What is expected
Extract from the records below the lines starting at the one that contains "A quick favor: can you find the building" and ending at the one that contains "[75,0,167,25]", both included, and reproduce them verbatim.

________

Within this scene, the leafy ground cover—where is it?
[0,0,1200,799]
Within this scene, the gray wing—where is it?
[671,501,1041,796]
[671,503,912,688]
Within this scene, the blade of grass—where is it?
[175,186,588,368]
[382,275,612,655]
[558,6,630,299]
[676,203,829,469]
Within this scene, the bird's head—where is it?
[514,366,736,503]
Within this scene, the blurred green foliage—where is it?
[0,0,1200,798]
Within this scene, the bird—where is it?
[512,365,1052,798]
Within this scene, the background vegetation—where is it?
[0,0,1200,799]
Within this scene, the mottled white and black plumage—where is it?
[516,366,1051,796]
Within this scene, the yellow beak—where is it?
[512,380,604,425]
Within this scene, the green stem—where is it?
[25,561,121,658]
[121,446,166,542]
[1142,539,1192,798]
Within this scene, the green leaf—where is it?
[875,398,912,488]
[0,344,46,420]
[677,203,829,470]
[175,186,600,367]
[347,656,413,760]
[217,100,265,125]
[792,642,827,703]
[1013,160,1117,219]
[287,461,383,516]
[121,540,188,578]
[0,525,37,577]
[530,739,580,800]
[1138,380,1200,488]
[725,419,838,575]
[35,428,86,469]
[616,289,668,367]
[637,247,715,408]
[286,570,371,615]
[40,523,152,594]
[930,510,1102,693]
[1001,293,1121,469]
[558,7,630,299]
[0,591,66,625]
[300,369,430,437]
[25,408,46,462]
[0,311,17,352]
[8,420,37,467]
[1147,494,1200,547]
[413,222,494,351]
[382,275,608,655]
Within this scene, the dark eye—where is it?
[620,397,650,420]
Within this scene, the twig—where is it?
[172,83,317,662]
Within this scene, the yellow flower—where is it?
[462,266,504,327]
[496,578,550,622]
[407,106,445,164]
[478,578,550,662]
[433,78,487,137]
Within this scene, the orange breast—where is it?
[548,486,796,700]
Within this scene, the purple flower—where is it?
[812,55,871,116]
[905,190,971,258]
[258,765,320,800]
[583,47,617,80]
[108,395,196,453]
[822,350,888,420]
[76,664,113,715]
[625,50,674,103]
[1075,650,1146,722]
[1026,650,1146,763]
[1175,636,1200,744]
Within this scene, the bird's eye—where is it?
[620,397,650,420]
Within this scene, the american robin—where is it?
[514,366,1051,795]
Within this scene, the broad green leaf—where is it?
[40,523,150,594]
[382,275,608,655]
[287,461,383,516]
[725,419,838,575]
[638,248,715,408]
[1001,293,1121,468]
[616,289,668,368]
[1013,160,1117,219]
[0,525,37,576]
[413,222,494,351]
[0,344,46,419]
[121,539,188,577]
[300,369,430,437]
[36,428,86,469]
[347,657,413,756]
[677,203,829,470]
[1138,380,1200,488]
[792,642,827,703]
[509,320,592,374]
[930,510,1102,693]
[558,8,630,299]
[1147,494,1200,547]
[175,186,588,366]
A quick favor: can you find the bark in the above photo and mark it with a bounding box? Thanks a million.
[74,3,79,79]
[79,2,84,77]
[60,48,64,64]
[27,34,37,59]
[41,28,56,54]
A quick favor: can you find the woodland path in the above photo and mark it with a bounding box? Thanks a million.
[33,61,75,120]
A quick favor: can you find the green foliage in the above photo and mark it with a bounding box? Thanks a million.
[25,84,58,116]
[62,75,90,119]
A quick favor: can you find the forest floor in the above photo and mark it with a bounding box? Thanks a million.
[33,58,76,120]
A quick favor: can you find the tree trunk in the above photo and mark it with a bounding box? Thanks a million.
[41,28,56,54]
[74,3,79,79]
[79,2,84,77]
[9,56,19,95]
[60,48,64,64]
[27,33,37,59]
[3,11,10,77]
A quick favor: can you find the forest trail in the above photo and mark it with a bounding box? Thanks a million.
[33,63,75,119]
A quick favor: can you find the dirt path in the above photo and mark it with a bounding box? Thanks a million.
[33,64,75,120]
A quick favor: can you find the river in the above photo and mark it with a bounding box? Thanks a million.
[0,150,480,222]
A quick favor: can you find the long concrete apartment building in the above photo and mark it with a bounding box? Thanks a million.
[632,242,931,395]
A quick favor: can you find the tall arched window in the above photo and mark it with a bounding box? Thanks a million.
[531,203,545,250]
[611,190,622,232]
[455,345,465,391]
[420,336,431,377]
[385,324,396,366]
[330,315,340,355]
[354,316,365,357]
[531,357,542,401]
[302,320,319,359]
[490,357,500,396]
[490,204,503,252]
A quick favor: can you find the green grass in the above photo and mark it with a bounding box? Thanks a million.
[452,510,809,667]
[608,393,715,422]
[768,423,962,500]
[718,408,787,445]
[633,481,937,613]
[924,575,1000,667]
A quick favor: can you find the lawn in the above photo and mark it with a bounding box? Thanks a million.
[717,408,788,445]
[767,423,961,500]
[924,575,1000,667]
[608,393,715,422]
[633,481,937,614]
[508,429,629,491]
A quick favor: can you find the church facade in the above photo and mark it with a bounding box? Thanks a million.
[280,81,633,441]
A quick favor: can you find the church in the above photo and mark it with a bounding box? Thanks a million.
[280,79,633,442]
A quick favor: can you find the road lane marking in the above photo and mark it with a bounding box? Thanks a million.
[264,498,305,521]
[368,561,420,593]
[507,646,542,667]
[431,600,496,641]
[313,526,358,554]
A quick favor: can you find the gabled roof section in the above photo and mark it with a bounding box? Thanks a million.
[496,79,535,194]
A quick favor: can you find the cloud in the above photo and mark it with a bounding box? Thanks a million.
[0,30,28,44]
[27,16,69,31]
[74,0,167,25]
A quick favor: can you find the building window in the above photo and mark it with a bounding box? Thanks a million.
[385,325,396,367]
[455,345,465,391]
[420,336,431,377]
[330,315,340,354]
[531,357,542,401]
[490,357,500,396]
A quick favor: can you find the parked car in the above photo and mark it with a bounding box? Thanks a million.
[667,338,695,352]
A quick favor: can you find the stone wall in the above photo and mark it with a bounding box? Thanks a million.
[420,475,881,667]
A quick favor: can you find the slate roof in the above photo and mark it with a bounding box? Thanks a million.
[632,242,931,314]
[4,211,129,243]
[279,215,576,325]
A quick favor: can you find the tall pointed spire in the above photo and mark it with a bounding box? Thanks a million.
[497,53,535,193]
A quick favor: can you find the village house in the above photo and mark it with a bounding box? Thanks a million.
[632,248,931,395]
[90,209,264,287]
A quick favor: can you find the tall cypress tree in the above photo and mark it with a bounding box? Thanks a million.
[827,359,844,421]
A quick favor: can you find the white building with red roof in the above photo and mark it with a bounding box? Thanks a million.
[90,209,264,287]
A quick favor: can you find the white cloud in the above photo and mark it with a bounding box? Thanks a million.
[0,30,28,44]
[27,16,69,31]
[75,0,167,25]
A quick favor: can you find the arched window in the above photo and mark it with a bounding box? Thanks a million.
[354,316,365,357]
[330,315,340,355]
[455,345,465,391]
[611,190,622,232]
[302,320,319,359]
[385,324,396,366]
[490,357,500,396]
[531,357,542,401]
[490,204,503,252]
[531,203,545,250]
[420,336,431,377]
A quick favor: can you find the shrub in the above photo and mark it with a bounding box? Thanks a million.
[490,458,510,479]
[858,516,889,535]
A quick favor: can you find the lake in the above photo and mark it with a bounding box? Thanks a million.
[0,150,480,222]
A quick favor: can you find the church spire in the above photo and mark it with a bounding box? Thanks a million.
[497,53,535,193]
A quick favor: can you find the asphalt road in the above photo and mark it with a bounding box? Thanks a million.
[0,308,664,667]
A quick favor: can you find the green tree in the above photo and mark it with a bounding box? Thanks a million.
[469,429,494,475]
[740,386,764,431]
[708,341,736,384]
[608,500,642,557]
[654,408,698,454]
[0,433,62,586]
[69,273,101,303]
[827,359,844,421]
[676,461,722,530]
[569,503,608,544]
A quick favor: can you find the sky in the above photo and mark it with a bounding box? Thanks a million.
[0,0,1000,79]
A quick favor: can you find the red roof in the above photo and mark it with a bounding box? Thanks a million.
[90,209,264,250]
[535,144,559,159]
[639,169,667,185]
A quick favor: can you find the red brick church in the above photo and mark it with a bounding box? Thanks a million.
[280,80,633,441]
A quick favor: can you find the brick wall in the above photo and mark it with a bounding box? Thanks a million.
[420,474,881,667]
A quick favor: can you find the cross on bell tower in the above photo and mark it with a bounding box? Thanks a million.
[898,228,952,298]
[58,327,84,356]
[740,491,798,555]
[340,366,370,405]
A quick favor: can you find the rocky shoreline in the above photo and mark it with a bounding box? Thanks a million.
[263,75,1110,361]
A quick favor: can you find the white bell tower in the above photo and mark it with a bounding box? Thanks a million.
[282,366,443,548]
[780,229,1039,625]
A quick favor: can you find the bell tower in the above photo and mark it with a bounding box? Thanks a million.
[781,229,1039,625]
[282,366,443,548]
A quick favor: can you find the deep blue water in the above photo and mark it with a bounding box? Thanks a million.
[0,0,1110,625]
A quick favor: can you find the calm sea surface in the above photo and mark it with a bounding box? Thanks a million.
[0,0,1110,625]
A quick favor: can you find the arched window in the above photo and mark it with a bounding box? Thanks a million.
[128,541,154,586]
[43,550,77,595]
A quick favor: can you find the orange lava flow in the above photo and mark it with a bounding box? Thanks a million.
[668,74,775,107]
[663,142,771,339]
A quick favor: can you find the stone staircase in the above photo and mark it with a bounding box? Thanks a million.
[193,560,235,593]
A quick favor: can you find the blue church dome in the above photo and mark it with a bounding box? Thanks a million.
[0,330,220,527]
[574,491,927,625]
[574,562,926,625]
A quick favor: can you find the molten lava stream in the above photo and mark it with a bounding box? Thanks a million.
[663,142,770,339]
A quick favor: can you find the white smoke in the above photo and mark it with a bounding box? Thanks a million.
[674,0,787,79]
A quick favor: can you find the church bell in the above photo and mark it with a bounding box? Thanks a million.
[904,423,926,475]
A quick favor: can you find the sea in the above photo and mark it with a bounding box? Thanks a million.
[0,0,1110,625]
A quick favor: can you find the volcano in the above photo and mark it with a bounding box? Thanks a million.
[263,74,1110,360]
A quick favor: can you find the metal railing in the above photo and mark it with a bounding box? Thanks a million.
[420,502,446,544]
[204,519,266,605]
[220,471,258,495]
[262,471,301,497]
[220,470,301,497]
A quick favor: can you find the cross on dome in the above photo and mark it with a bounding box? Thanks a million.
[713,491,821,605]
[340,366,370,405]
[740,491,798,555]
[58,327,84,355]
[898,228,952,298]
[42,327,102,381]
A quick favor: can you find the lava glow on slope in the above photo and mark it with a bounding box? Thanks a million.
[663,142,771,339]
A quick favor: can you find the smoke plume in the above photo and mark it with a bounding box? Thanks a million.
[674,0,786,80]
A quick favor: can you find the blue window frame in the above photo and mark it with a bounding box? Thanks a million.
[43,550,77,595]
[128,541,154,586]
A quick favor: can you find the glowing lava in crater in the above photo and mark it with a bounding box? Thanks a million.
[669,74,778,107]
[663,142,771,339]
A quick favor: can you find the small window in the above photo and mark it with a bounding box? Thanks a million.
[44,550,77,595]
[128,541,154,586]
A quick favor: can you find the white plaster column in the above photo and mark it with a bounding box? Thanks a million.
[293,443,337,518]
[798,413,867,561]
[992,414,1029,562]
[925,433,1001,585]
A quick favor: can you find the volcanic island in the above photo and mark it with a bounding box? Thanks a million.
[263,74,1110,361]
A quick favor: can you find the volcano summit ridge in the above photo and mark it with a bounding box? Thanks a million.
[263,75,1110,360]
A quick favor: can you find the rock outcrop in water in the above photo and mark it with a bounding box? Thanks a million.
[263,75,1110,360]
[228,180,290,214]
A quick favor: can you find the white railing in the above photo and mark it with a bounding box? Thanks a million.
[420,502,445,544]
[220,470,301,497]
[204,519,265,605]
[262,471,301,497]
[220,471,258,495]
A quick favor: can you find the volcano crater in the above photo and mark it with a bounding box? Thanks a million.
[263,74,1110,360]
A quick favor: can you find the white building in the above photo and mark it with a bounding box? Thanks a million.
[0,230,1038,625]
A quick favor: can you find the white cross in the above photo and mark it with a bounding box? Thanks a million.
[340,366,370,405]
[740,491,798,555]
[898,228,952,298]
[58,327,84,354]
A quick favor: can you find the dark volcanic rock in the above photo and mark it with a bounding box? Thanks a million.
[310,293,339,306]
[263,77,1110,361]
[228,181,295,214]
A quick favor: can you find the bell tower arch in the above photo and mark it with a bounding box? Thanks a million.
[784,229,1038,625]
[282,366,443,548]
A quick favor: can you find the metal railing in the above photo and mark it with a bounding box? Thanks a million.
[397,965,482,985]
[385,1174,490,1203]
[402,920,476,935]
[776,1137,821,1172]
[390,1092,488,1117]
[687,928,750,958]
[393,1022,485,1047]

________

Exercise output
A quick favor: can you find the building window in the above photo and mark it with a bounding box? Thanks a million.
[385,325,396,367]
[455,345,465,391]
[420,336,431,377]
[330,315,340,354]
[531,357,542,401]
[490,357,500,396]
A quick favor: can you find the parked car in the above photo and mark it with a bounding box? Thanks a million.
[667,338,695,352]
A quick favor: can you find the stone wall in the above photo and mark it with a bounding box? Thanks a million.
[420,475,881,667]
A quick favor: can you find the slate roof in the above photo and mark it with a bounding box? Thanks a million.
[632,242,931,314]
[4,211,129,243]
[279,215,576,325]
A quick favor: can you find the tall pointed spire in the above photo and mark it with a bounding box? Thanks a million.
[497,53,535,193]
A quick favor: can you find the village house in the above photo and mark it with a bounding box? Thanks a million.
[632,248,931,395]
[90,209,264,287]
A quick favor: can you find the tall cypress tree in the above photo and mark it with a bounding box? Thanks a million.
[827,359,844,421]
A quick favor: can you find the white building with red roof in the above photo and mark it with a bounding box? Thanks a million.
[90,209,264,287]
A quick favor: can you find the white cloud in the above photo and mark it with a bounding box? Thanks a million.
[0,30,28,44]
[27,16,69,31]
[75,0,167,25]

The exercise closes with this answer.